Passage for review:
28 Days Later was the first movie that had me stumbling out of the theater in a mind-fried daze. Back in 2002, I knew director Danny Boyle from Trainspotting and The Beach, both movies with some troubling themes, but I went in expecting nothing more than a fun zombie romp (this was, after all, long before zombies had infected every part of popular culture). But the movie sold the “humans are the real monsters” trope in a way I had never before seen. By the time Jim (Cillian Murphy) nearly attacks Selena (Naomi Harris) in his bloody rage, I no longer knew what to believe or expect. My friend and I were so shocked by what we’d just experienced that we drove 20 minutes in the wrong direction before realizing our error.
16 years later, I left Annihilation in a similar state. Working here as both writer and director, 28 Days Later screenwriter Alex Garland uses sci-fi tropes to raise questions about identity and existence, with a level of urgency found only classics such as Solaris, Stalker, and John Carpenter’s The Thing.
Much of the movie’s strength comes from its final scene, in which protagonist Lena (Natalie Portman) sets herself on fire. The only survivor of a scientific expedition into a contaminated area called “The Shimmer,” where a reality altering energy emits from a downed meteor, Lena reaches ground zero only to encounter an alien creature. As she and the creature struggle, it shifts shapes to adopt Lena’s form. Horrified by her double and unable to overcome it, Lena finally escapes when she incinerates her doppelgänger with a phosphorous grenade.
The double wasn’t Lena. But in the movie’s final shot, we see that Lena isn’t Lena either, not completely. As she hugs her husband Kane (Oscar Isaac) — a member of a previous exploratory squad and, until Lena, the only person to ever return from The Shimmer — the camera catches a rainbow band glimmering in her eye, indication that she’s been biologically changed. The same glow exists in Kane’s eyes, further confirming earlier suggestions that he’s not Kane, but his doppelgänger. And yet the film closes on the two of them, holding each other, a moment both warm and unsettling.
The movie’s ending complicates what has become the standard interpretation of Annihilation, one advanced by Garland himself. In an interview with The Verge, Garland states that his interest in the source novel by Jeff VanderMeer was “born out of a funny kind of preoccupation […] that everybody is self-destructive.”

Supplied entries:
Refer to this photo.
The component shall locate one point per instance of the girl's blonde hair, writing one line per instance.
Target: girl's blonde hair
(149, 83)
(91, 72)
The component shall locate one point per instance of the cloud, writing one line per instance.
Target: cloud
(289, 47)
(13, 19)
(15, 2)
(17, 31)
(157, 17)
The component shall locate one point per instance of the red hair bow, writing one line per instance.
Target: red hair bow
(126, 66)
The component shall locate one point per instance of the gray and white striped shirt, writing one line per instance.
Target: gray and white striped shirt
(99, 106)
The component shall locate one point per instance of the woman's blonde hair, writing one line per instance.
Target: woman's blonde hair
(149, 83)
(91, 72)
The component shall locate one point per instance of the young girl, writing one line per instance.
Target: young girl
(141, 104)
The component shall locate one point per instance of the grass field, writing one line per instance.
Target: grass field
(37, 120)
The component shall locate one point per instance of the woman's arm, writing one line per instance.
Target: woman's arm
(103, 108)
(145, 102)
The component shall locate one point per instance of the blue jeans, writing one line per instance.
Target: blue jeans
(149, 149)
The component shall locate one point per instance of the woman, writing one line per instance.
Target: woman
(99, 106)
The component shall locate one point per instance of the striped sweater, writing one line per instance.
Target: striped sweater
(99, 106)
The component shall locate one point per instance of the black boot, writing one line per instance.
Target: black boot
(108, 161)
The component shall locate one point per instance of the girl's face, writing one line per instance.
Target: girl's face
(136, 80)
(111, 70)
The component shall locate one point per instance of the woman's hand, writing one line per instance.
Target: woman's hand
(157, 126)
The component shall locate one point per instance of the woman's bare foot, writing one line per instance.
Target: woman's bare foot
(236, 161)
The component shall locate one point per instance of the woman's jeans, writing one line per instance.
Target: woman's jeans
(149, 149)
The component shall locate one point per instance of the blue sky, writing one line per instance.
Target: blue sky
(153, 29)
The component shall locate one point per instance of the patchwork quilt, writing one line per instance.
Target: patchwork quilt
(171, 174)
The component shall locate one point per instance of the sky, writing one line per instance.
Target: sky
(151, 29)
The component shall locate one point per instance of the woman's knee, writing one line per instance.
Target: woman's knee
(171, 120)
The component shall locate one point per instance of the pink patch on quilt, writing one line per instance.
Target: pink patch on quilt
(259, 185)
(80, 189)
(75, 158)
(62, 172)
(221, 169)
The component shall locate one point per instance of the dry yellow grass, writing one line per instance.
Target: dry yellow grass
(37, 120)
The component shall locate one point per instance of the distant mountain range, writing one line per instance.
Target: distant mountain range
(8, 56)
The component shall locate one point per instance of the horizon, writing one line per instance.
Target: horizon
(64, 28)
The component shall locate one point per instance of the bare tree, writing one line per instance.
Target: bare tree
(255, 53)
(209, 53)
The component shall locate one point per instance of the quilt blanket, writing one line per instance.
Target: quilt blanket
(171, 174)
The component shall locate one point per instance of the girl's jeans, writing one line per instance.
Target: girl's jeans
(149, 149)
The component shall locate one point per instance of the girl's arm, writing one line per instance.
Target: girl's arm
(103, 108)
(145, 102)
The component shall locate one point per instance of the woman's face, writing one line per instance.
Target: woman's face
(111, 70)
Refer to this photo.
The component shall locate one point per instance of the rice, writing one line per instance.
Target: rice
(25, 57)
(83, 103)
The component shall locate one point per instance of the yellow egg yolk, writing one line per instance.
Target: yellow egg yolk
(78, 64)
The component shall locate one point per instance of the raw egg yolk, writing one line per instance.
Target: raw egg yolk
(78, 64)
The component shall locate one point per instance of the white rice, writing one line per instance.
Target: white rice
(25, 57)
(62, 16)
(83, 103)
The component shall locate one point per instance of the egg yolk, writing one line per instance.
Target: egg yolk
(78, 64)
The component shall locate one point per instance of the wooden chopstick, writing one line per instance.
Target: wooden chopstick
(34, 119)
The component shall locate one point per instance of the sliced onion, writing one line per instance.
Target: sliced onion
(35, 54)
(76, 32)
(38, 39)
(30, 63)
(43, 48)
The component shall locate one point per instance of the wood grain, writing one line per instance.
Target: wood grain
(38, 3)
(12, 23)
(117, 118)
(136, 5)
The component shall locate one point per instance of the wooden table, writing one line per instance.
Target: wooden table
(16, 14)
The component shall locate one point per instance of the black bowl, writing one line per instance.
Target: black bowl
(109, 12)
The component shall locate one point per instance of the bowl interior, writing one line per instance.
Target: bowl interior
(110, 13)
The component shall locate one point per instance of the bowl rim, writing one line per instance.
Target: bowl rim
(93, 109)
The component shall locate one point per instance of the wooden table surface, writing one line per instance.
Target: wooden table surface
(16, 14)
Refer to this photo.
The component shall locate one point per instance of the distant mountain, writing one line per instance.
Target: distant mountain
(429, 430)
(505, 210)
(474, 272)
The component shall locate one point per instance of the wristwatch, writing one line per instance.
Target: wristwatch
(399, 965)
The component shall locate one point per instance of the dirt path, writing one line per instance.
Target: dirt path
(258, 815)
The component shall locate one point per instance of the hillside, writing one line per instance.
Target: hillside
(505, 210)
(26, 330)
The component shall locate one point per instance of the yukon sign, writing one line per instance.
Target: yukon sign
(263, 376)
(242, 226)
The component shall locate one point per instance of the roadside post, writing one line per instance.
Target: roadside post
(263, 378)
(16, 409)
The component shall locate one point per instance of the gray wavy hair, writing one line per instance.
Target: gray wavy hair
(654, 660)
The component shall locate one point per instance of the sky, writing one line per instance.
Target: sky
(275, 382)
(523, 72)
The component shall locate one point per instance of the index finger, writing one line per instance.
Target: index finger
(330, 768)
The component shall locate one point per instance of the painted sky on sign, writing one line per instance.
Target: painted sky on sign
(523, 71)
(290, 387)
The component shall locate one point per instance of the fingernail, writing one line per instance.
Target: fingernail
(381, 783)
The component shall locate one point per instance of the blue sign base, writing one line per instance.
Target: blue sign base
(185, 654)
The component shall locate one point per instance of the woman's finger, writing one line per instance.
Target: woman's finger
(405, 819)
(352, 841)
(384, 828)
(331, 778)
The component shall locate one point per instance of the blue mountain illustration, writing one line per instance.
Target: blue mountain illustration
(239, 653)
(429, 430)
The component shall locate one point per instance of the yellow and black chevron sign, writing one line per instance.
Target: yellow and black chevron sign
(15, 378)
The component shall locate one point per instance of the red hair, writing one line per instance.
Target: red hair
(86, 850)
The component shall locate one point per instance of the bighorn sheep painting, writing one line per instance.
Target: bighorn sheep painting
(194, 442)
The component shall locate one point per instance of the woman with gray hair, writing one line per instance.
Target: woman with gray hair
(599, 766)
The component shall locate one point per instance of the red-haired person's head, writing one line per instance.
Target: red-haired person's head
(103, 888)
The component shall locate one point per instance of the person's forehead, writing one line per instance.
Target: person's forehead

What you have to do: Can you write the next part of the essay on Annihilation, picking up right after its last sentence?

Response to this exercise:
Lots of self-destruction does certainly happen in Annihilation, from the cancer cells that Lena studies in her day job as a biologist at Johns Hopkins University to the characters’ decision to enter an area from which no one returns. But as demonstrated by the hugging hybrids that end the film, nothing goes to nothing in Annihilation, despite what its title suggests.
Shaping the Self
Characters self-destruct in Annihilation, but what do we mean by “self”? What do we mean by “destruct”? Turns out, those are pretty loaded questions.
Philosophers define selfhood in many ways, but for the sake of simplicity, I’m going to break it down into to camps. Following the Enlightenment teaching of thinkers such as John Locke and Jean-Jacques Rousseau, Romantics imagine the self as fully-formed and fully sufficient, endowed by God with the facility of reason. They consider some interaction with others healthy, but they worry that too much exposure to other people corrupts the self. These types of people talk about “letting me be me” or going off to “find myself.”
Conversely, Postmodernists include existentialists like Jean-Paul Sartre and contemporary thinkers like K. Anthony Appiah, who argue that the self is social, that we need other people to construct our identities. As German philosopher Martin Heidegger puts it, humans are “thrown” into a world that already exists, and we make use of ideas and materials already in place. None of us invent a hammer to build something, nor do we create new language to express ourselves — we figure out who we are by copying other people or using ideas that preceded us.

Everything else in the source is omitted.